Records for the exercise
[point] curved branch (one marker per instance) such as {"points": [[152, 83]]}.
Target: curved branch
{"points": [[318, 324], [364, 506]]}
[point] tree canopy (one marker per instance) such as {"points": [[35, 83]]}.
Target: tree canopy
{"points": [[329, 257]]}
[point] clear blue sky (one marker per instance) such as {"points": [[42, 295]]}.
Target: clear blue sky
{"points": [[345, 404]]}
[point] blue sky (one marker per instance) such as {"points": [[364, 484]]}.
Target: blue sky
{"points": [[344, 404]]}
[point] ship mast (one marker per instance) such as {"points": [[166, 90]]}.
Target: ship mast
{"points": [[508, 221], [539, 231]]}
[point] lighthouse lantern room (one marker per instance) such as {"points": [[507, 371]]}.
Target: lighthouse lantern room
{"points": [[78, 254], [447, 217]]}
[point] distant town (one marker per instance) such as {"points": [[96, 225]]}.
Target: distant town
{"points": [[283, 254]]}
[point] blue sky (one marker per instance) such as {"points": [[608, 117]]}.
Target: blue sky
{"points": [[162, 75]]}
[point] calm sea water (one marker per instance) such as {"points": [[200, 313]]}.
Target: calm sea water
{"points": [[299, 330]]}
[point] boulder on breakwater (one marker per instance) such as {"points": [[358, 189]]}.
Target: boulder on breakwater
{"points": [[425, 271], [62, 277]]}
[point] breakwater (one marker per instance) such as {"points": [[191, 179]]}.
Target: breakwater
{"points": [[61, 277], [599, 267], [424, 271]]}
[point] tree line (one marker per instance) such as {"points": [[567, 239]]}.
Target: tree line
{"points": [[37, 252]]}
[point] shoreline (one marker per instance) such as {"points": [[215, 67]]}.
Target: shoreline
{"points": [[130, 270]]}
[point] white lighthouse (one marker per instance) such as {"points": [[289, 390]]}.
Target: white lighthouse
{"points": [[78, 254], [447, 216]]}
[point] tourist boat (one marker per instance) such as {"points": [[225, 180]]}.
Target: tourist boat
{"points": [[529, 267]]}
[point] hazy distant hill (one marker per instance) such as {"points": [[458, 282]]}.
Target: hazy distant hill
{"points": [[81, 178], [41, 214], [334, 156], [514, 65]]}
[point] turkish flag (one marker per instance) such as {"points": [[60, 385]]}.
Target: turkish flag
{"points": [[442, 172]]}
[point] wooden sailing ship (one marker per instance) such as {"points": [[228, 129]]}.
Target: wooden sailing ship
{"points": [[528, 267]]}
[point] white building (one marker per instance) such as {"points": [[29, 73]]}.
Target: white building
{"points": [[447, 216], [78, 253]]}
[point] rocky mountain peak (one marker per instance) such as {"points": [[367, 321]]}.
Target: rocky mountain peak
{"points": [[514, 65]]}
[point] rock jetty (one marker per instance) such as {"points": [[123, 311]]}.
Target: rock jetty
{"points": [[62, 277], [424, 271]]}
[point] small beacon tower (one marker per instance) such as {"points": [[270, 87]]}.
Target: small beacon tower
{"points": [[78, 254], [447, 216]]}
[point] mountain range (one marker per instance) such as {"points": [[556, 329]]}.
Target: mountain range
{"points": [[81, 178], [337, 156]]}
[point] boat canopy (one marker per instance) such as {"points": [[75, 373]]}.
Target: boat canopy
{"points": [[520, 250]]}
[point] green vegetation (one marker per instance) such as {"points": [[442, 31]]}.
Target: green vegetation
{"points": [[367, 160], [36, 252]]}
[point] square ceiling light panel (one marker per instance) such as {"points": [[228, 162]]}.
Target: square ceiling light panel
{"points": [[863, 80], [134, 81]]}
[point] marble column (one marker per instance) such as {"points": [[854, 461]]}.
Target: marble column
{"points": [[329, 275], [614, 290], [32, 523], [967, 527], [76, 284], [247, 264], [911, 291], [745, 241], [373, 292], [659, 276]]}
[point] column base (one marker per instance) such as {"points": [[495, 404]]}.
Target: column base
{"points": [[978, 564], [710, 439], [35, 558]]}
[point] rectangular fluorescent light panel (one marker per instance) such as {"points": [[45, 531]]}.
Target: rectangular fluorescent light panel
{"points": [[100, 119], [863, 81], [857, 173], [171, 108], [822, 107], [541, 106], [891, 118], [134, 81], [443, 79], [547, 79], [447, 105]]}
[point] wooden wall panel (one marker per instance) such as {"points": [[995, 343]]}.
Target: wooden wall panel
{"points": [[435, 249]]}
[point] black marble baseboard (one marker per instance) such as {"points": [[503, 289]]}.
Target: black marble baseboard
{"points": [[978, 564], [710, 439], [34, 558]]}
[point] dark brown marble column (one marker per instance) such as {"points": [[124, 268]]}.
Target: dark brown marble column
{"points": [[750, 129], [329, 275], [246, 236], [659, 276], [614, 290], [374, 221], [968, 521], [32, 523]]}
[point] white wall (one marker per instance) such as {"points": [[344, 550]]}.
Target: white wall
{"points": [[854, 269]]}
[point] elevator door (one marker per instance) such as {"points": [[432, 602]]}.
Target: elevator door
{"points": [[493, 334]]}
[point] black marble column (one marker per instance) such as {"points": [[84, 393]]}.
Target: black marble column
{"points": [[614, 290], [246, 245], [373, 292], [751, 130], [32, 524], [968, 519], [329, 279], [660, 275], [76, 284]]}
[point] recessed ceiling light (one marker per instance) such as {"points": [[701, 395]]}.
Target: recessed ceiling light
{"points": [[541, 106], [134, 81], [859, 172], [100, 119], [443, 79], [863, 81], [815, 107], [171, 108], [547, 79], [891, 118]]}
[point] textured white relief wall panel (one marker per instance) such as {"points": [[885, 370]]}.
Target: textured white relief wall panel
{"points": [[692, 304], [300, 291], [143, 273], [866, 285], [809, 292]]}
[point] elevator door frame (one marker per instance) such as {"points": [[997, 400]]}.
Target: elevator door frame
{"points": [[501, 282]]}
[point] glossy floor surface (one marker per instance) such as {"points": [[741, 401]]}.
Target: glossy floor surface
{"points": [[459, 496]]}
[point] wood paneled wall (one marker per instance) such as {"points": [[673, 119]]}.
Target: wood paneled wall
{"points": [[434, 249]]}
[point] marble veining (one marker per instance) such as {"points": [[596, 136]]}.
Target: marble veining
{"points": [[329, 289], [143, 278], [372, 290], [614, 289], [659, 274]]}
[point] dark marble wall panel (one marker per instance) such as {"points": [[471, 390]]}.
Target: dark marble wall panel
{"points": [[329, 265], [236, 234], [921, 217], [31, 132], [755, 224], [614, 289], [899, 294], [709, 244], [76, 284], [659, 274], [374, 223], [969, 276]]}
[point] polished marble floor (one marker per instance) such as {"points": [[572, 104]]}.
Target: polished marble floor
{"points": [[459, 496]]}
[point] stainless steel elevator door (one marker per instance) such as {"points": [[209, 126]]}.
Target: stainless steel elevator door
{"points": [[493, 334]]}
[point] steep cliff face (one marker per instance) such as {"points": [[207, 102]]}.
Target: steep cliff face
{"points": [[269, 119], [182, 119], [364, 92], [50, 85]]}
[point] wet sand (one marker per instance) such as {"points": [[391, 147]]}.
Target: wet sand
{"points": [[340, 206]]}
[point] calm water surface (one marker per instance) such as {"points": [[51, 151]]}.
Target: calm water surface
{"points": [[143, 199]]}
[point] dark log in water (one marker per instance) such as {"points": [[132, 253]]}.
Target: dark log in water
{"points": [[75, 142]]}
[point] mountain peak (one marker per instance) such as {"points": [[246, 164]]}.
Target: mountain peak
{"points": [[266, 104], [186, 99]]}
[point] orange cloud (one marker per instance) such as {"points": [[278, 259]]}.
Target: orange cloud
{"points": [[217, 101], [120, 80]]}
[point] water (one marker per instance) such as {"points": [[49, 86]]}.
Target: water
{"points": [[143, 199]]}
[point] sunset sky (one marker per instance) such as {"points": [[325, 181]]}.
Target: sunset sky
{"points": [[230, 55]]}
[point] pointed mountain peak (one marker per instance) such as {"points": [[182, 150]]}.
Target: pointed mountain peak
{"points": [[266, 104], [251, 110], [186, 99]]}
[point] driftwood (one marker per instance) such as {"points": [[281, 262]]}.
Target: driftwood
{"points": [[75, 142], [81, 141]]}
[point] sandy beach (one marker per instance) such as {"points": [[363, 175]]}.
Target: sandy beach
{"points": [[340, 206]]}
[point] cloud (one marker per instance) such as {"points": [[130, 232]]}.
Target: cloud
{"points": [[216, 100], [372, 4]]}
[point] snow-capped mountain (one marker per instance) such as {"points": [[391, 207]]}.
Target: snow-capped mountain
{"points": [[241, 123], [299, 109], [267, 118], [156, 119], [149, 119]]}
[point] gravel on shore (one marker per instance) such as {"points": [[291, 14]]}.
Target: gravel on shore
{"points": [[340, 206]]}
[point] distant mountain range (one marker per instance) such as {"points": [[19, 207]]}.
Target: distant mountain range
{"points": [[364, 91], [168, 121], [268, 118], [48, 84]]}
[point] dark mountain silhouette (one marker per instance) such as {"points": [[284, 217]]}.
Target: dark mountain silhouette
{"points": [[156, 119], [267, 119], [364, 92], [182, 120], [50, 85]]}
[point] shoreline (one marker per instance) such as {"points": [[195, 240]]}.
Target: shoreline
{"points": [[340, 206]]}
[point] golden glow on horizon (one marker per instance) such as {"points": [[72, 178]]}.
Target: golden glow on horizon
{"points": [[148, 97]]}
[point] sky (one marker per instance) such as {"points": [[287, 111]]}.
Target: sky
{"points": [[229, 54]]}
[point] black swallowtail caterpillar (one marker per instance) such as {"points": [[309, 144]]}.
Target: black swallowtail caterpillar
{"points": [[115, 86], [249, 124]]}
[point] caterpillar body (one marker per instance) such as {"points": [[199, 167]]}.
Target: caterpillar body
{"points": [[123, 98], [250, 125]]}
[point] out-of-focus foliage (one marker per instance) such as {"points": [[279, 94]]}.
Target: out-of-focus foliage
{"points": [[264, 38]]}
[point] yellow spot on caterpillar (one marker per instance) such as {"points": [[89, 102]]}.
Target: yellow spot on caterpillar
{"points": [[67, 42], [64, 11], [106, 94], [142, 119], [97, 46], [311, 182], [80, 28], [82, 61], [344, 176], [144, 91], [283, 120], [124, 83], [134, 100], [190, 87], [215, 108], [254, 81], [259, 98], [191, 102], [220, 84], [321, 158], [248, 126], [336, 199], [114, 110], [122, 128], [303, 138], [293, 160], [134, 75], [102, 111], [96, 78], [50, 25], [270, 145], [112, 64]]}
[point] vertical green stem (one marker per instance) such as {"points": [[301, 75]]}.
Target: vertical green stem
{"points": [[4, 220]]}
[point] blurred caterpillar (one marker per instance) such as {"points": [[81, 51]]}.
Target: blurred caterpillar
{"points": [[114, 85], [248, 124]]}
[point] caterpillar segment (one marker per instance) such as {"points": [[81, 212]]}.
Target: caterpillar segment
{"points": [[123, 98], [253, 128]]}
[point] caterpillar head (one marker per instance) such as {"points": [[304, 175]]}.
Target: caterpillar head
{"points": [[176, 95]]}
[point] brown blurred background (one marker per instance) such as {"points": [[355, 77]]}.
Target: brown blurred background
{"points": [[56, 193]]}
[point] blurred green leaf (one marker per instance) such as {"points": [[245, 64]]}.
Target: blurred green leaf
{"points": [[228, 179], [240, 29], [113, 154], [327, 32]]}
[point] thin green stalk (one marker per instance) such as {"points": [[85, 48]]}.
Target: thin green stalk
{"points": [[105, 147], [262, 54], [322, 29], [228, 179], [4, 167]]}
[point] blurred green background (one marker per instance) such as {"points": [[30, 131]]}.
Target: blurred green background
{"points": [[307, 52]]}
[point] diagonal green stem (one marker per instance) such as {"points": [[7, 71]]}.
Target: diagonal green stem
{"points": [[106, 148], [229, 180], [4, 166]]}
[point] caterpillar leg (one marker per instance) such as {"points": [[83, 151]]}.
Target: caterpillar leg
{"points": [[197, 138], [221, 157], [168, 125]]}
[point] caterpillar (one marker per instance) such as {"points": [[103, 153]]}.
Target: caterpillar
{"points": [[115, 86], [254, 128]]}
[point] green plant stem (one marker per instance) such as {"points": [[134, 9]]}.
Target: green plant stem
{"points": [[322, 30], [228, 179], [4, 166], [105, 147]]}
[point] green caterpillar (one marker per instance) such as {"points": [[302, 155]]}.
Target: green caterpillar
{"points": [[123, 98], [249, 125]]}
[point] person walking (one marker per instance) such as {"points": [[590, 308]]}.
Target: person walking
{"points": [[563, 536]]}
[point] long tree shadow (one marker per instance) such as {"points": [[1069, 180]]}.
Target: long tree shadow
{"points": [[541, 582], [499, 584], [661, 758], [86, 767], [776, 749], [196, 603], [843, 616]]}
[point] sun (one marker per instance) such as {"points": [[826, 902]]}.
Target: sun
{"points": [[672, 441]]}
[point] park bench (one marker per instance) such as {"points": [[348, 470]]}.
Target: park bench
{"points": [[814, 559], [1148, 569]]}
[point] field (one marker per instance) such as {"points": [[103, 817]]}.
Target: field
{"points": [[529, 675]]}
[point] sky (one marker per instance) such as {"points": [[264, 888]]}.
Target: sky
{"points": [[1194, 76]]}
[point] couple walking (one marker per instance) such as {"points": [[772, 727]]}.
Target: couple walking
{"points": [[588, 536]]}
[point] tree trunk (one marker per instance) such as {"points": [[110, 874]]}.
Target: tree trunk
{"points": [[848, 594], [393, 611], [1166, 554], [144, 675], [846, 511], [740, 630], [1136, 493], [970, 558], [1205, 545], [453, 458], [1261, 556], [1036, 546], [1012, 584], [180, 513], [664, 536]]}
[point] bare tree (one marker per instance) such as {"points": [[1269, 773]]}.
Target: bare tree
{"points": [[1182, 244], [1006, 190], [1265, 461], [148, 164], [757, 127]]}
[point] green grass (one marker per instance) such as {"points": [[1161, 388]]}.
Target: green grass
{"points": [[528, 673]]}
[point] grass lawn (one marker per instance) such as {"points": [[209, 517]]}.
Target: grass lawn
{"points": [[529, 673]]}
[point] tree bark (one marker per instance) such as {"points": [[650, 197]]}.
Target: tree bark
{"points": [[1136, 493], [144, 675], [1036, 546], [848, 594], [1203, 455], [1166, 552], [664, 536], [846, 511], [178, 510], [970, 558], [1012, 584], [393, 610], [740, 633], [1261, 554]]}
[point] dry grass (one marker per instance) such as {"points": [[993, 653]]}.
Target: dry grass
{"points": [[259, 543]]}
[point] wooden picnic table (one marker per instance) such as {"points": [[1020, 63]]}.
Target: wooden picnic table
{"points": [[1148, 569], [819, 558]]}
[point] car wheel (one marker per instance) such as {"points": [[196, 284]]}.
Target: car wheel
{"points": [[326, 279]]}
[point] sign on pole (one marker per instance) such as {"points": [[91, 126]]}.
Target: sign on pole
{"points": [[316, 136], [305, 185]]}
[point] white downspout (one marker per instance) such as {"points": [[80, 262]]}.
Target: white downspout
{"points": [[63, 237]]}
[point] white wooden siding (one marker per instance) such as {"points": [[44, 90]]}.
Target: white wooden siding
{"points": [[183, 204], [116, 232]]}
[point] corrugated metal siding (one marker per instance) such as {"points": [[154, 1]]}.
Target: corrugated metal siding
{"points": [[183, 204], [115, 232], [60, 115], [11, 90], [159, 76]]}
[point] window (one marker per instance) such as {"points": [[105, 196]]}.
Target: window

Brief
Starting at the first line of the records above, please copy every line exactly through the line containing "[point] clear blue", and stop there.

Completed task
[point] curved branch (one marker per instance) such as {"points": [[152, 83]]}.
Target: curved branch
{"points": [[318, 324], [364, 506]]}
[point] tree canopy (one marker per instance) such as {"points": [[35, 83]]}.
Target: tree canopy
{"points": [[329, 257]]}
[point] clear blue sky (one marker per instance) such as {"points": [[42, 295]]}.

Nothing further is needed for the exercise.